# [Given text]
·····
Great Lithuanians, also historical Lithuanians, or Old Lithuanians is a concept proposed by Polish historian Krzysztof Buchowski to distinguish present-day Lithuanians from the Lithuanians of the Grand Duchy of Lithuania.

A "historical Lithuanian" was someone inhabiting "historical Lithuania", i.e. the former Grand Duchy of Lithuania, of noble or princely origin. In this sense, "historical Lithuanians" include, for example, Grand Duke Gediminas and the boyar Mikołaj Radziwiłłowicz.

In the era of the Polish–Lithuanian Commonwealth, "historical Lithuanians" were still most often (though not always) members of the noble and princely estate, but already raised in Polish culture and using the Polish language. They generally professed Catholicism (or other Christian denominations) and supported the traditional ideology of the Polish–Lithuanian union.

Examples of historical Lithuanians include such well-known figures as Stanisław Mackiewicz, his brother Józef Mackiewicz, Adam Mickiewicz, Konstanty Kalinowski, Melchior Wańkowicz, Czesław Miłosz, Tadeusz Kościuszko, Józef Piłsudski, and many other eminent individuals. In terms of ethnic origin, none of the above were ethnically Polish, but Lithuanian or Ruthenian. Their choice of Polish national self-identification made them "historical Lithuanians".
·····
# [Assigned task 1]
From the text on Great Lithuanians, repeat the passage starting with "In the era of" and going on through "the Polish–Lithuanian union.".
# [Assigned task 2]
According to the text on Great Lithuanians, what made figures such as Adam Mickiewicz and Józef Piłsudski "historical Lithuanians"? Answer in one to three sentences.
·····
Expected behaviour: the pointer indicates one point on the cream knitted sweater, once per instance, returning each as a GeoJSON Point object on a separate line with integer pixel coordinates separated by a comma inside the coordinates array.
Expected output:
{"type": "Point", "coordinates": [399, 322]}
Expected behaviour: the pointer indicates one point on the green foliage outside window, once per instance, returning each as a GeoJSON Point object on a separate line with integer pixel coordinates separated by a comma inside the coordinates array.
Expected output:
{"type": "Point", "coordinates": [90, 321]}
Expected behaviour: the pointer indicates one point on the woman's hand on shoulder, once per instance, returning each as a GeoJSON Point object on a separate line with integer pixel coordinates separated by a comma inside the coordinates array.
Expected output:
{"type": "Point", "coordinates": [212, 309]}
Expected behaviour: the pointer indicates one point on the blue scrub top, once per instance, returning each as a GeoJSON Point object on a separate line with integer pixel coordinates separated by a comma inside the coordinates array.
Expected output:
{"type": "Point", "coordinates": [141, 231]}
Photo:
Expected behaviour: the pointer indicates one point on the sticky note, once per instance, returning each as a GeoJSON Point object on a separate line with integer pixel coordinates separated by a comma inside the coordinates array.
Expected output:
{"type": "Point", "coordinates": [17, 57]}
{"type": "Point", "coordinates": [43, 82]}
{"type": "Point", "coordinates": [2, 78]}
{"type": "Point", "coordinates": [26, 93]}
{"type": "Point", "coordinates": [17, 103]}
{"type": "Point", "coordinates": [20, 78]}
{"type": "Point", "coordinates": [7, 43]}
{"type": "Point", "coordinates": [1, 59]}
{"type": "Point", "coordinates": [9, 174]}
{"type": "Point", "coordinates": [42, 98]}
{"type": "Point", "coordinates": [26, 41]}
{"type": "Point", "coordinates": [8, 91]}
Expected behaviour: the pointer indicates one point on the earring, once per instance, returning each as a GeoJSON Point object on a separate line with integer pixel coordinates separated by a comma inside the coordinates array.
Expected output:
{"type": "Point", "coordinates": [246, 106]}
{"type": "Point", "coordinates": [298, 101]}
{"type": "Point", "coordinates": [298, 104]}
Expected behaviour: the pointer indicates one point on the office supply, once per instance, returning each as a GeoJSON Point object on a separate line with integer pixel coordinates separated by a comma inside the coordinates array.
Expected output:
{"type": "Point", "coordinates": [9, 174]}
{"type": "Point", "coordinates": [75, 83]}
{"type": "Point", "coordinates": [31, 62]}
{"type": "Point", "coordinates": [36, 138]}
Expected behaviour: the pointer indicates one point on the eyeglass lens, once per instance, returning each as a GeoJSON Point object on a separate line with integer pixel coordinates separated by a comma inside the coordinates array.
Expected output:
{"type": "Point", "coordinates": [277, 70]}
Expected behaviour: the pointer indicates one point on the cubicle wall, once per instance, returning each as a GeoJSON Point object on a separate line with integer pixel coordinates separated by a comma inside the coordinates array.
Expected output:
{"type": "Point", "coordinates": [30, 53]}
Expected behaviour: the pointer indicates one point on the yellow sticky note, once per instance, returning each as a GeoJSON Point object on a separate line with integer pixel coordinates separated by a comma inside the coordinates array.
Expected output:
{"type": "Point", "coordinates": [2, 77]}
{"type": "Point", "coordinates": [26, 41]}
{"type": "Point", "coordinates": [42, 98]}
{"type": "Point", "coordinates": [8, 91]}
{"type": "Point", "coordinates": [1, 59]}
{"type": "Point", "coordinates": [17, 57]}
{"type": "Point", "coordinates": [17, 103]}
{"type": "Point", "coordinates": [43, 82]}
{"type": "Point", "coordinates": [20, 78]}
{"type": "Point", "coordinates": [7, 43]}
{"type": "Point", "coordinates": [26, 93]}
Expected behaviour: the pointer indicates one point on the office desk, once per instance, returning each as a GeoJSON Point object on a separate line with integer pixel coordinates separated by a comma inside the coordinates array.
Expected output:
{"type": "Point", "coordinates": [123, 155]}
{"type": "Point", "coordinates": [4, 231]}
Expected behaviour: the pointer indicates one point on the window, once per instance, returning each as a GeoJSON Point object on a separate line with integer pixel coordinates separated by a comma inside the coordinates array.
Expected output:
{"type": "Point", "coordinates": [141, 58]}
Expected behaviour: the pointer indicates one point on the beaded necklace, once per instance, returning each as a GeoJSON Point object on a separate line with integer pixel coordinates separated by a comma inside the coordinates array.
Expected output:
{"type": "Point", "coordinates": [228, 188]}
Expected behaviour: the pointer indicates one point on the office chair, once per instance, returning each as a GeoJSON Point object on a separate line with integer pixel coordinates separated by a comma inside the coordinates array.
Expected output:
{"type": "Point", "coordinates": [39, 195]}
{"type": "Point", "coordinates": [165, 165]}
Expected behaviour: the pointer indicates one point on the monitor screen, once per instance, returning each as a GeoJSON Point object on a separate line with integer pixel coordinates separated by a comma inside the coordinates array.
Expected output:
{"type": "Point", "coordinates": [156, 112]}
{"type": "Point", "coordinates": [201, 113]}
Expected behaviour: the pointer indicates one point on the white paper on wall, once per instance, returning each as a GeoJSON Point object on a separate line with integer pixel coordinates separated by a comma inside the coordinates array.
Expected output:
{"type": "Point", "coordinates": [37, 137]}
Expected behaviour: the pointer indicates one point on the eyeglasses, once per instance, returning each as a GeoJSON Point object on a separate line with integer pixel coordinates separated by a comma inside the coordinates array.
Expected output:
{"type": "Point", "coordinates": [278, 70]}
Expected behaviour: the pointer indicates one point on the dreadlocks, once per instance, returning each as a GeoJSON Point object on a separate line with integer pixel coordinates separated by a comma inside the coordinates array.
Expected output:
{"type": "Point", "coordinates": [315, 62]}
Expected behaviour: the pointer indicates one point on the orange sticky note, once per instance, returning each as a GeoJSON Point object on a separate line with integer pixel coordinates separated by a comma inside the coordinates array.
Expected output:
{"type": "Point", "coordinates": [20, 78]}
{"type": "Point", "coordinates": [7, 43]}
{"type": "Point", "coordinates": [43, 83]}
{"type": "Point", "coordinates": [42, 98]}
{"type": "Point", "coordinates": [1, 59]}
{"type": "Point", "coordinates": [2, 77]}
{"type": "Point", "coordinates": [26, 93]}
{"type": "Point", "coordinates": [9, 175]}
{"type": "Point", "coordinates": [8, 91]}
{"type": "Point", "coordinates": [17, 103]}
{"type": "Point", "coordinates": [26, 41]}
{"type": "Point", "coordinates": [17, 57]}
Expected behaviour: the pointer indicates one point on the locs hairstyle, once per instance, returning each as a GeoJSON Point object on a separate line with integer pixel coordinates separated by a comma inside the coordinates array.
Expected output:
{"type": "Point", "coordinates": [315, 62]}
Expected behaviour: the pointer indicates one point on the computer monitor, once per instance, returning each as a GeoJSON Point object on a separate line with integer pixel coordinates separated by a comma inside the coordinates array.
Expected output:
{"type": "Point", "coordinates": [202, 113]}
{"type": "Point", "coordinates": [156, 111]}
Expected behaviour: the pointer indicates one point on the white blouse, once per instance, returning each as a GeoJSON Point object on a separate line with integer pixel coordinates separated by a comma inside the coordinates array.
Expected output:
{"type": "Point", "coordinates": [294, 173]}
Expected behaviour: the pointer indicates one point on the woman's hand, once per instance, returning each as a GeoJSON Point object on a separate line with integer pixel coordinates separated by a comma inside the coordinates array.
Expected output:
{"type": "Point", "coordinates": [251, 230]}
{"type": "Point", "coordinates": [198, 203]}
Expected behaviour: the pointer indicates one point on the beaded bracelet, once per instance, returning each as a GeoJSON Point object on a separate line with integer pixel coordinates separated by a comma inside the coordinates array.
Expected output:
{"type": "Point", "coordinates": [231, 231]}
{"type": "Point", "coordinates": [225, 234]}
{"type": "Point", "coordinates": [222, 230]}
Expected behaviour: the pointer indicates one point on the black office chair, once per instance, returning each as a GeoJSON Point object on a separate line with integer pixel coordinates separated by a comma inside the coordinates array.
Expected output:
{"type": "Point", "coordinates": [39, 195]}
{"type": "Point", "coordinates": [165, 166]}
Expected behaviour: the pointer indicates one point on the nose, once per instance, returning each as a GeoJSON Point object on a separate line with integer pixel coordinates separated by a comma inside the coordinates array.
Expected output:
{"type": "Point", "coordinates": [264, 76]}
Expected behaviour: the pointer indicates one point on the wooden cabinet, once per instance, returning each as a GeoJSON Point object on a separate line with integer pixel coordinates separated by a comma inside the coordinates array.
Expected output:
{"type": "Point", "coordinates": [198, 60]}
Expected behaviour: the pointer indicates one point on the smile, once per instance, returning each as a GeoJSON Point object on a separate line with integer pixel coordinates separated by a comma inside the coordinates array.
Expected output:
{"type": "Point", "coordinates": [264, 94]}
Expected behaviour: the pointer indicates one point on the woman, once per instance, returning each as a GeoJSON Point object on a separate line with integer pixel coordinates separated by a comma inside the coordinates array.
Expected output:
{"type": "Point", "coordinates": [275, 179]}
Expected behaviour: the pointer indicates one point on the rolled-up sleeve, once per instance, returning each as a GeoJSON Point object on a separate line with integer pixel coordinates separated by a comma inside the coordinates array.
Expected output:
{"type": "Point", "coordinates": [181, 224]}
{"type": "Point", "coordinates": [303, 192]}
·····
# [Final answer 1]
In the era of the Polish–Lithuanian Commonwealth, "historical Lithuanians" were still most often (though not always) members of the noble and princely estate, but already raised in Polish culture and using the Polish language. They generally professed Catholicism (or other Christian denominations) and supported the traditional ideology of the Polish–Lithuanian union.

# [Final answer 2]
None of them were ethnically Polish; they were of Lithuanian or Ruthenian origin. Their choice of Polish national self-identification is what made them "historical Lithuanians."